Exercise details - Pick out each line in the items below that contains the word "floor", and copy those lines.

Stored records -
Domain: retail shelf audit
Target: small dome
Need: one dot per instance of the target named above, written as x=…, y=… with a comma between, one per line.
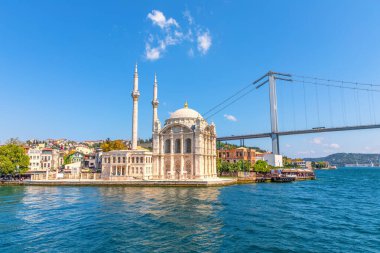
x=185, y=113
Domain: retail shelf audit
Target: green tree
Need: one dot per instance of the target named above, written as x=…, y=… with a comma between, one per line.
x=262, y=166
x=13, y=159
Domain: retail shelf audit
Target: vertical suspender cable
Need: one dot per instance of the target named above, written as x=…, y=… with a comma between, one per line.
x=304, y=101
x=317, y=96
x=293, y=105
x=358, y=104
x=343, y=104
x=370, y=107
x=330, y=107
x=373, y=104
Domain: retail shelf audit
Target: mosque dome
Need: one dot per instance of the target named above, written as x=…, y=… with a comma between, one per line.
x=185, y=112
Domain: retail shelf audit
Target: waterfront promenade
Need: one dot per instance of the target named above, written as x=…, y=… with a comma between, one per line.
x=141, y=183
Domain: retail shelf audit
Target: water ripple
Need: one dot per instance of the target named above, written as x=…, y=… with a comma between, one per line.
x=339, y=212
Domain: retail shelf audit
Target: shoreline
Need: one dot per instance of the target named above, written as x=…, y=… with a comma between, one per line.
x=142, y=183
x=134, y=183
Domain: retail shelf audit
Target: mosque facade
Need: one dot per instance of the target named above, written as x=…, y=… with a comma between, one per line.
x=184, y=148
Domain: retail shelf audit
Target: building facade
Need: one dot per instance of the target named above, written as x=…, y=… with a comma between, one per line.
x=238, y=154
x=184, y=148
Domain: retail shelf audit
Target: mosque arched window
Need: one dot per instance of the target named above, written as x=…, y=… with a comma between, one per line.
x=188, y=145
x=177, y=146
x=167, y=146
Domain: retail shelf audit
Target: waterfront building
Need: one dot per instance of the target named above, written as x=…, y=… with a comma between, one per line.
x=34, y=159
x=273, y=160
x=89, y=161
x=237, y=154
x=184, y=148
x=76, y=157
x=73, y=168
x=49, y=159
x=84, y=149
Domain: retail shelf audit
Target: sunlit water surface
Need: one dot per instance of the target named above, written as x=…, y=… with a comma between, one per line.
x=338, y=212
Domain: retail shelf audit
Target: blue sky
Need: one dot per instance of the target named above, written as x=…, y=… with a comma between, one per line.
x=66, y=67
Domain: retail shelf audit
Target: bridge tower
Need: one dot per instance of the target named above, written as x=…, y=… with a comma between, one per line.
x=273, y=113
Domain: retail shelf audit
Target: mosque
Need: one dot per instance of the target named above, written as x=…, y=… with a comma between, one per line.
x=184, y=148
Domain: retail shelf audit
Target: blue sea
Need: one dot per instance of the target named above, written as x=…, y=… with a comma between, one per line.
x=338, y=212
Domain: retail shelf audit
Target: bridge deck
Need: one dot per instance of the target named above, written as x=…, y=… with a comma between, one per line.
x=309, y=131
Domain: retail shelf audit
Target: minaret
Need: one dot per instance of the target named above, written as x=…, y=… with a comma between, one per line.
x=135, y=95
x=155, y=102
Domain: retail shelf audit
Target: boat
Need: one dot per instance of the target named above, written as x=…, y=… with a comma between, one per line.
x=282, y=179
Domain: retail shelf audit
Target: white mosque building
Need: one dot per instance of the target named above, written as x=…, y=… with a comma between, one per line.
x=184, y=148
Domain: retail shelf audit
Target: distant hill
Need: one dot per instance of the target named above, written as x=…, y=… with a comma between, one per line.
x=340, y=159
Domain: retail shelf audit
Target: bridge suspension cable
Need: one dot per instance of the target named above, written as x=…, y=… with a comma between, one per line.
x=230, y=103
x=333, y=80
x=227, y=99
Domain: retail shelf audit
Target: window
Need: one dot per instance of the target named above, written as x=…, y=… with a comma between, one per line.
x=167, y=146
x=188, y=145
x=177, y=147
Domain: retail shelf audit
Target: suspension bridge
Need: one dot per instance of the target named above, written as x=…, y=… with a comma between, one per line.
x=352, y=105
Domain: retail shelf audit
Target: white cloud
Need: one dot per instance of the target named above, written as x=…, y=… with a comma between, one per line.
x=172, y=34
x=158, y=18
x=188, y=16
x=204, y=42
x=230, y=117
x=152, y=54
x=317, y=140
x=334, y=146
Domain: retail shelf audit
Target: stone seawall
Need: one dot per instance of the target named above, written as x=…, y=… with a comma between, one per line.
x=137, y=183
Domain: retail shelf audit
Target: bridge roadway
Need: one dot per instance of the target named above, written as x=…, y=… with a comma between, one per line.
x=309, y=131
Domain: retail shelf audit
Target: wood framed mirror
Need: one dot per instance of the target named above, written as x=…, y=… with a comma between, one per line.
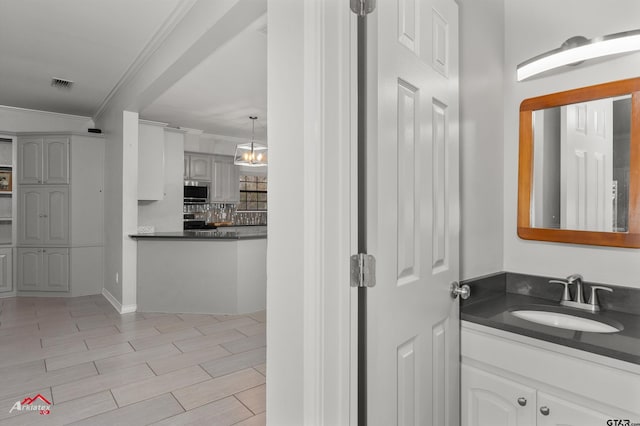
x=579, y=166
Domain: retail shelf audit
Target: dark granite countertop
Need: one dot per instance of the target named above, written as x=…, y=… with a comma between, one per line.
x=493, y=308
x=203, y=235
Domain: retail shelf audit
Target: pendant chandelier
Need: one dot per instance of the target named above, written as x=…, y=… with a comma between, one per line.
x=251, y=154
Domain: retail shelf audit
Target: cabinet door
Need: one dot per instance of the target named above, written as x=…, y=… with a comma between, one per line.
x=491, y=400
x=56, y=269
x=29, y=269
x=30, y=160
x=30, y=213
x=200, y=167
x=56, y=216
x=6, y=277
x=554, y=411
x=56, y=160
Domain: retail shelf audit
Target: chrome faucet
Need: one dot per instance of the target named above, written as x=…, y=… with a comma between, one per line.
x=578, y=299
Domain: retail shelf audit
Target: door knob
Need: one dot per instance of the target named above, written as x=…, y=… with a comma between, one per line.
x=457, y=290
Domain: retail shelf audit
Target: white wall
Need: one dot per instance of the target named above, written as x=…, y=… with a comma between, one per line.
x=166, y=214
x=533, y=28
x=481, y=140
x=28, y=120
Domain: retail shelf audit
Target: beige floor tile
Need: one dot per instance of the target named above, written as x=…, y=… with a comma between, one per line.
x=254, y=398
x=47, y=379
x=93, y=384
x=112, y=339
x=127, y=325
x=7, y=404
x=51, y=351
x=68, y=412
x=259, y=420
x=226, y=325
x=21, y=372
x=133, y=358
x=246, y=344
x=187, y=322
x=58, y=362
x=142, y=413
x=155, y=386
x=262, y=369
x=225, y=412
x=202, y=342
x=188, y=359
x=253, y=329
x=235, y=362
x=78, y=336
x=161, y=339
x=211, y=390
x=260, y=316
x=19, y=330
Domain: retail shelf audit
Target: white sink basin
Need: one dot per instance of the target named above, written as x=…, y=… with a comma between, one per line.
x=567, y=321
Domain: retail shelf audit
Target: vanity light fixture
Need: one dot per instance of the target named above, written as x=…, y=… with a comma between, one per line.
x=578, y=49
x=251, y=154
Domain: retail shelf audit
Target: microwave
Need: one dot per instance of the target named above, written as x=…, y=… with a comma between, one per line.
x=196, y=192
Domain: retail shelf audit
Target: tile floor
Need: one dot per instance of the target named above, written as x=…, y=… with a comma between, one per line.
x=97, y=367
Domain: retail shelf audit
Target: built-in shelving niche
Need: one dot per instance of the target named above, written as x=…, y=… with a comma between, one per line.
x=6, y=191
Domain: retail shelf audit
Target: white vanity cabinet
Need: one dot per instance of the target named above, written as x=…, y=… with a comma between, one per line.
x=490, y=400
x=514, y=380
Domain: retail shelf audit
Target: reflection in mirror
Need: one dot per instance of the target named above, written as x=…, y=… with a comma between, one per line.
x=581, y=166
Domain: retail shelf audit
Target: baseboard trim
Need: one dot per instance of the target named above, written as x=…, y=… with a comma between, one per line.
x=122, y=309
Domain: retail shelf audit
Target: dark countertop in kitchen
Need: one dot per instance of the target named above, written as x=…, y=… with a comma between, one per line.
x=203, y=235
x=492, y=309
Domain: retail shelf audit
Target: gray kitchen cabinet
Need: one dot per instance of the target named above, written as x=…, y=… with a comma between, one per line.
x=225, y=185
x=60, y=227
x=43, y=160
x=6, y=273
x=43, y=269
x=199, y=167
x=44, y=214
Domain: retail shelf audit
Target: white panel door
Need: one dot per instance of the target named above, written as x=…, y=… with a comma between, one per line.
x=55, y=160
x=587, y=166
x=490, y=400
x=56, y=216
x=6, y=265
x=554, y=411
x=30, y=160
x=413, y=214
x=56, y=269
x=29, y=269
x=31, y=210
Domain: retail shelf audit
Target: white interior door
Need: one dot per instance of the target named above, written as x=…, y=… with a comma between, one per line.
x=587, y=166
x=413, y=224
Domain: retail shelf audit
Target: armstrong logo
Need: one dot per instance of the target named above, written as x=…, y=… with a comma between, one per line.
x=37, y=403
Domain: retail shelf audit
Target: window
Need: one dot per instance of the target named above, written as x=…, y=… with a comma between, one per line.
x=253, y=193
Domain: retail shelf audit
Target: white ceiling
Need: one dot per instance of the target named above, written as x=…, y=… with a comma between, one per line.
x=94, y=42
x=91, y=42
x=220, y=94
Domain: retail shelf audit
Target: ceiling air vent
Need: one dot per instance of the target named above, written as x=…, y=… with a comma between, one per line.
x=61, y=83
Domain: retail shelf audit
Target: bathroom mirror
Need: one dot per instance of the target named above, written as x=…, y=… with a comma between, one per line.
x=579, y=166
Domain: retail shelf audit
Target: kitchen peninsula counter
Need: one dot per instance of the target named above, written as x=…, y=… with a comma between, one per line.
x=209, y=271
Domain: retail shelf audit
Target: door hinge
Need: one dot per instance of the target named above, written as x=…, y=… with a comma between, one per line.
x=363, y=7
x=363, y=270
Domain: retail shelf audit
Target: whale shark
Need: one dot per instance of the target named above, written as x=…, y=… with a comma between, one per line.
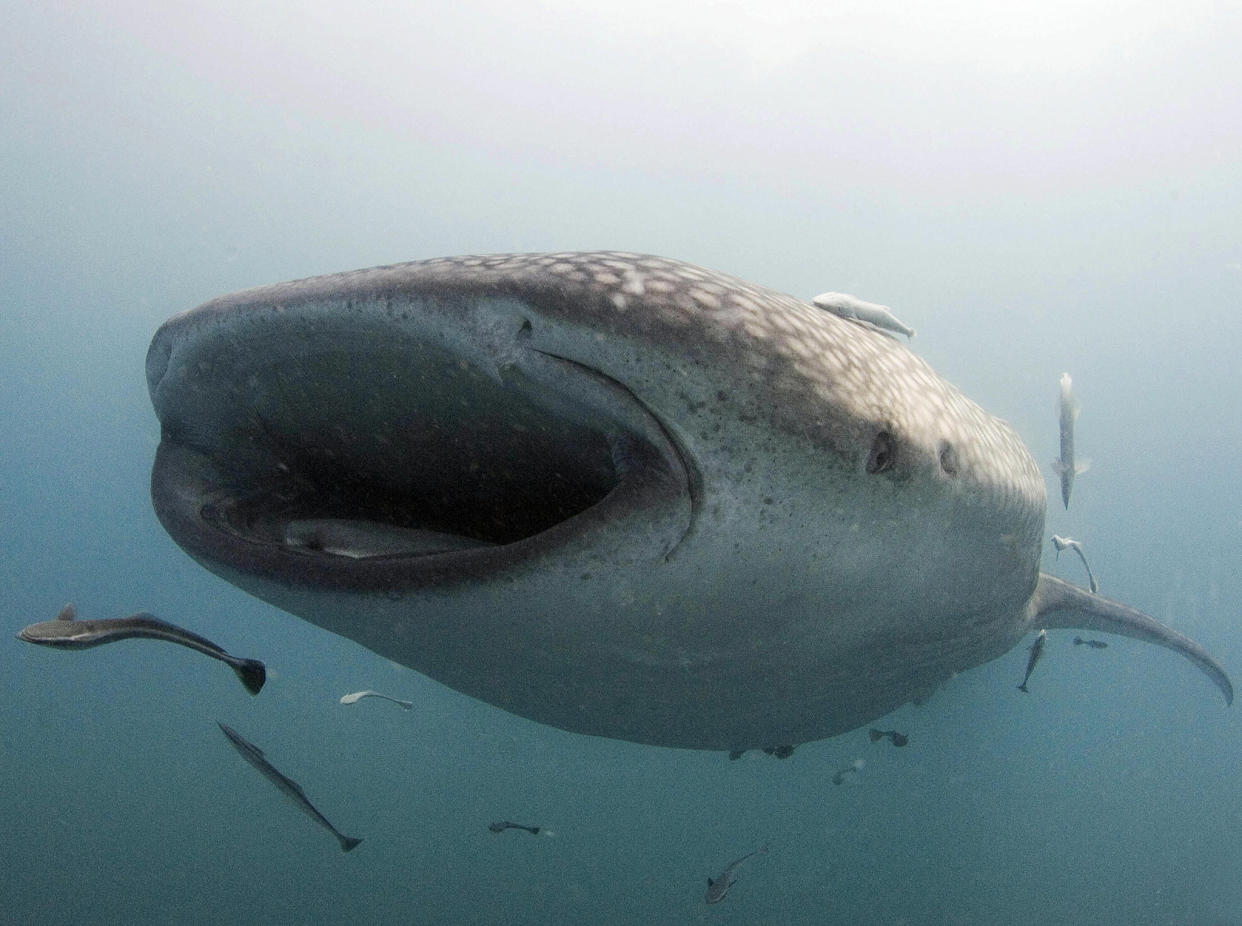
x=614, y=493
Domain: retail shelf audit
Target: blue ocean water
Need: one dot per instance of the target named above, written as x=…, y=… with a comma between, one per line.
x=1028, y=210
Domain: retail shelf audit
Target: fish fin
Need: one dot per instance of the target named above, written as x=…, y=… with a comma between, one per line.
x=1057, y=603
x=252, y=674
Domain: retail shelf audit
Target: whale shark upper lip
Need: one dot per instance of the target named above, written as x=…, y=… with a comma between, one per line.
x=275, y=421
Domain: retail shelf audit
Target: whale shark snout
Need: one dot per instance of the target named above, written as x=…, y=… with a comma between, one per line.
x=614, y=493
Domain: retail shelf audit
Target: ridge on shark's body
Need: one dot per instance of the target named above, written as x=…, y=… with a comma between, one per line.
x=614, y=493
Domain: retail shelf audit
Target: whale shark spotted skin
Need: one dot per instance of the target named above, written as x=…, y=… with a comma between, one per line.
x=670, y=505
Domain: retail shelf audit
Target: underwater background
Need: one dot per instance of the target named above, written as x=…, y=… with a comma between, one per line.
x=1036, y=189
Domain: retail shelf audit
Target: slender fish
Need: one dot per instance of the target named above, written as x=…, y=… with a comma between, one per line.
x=1036, y=652
x=718, y=888
x=501, y=826
x=1065, y=464
x=1092, y=643
x=1071, y=544
x=66, y=632
x=359, y=695
x=288, y=787
x=852, y=307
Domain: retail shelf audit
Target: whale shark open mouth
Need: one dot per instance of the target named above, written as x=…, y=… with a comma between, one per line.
x=345, y=449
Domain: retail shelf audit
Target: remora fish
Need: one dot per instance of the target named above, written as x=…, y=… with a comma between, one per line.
x=1065, y=464
x=288, y=787
x=851, y=307
x=501, y=826
x=1071, y=544
x=719, y=886
x=66, y=632
x=1092, y=643
x=359, y=695
x=652, y=449
x=1036, y=652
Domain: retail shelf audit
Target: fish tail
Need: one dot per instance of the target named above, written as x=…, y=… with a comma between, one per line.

Solution to the exercise -
Target: beige floor tile
Target: tile floor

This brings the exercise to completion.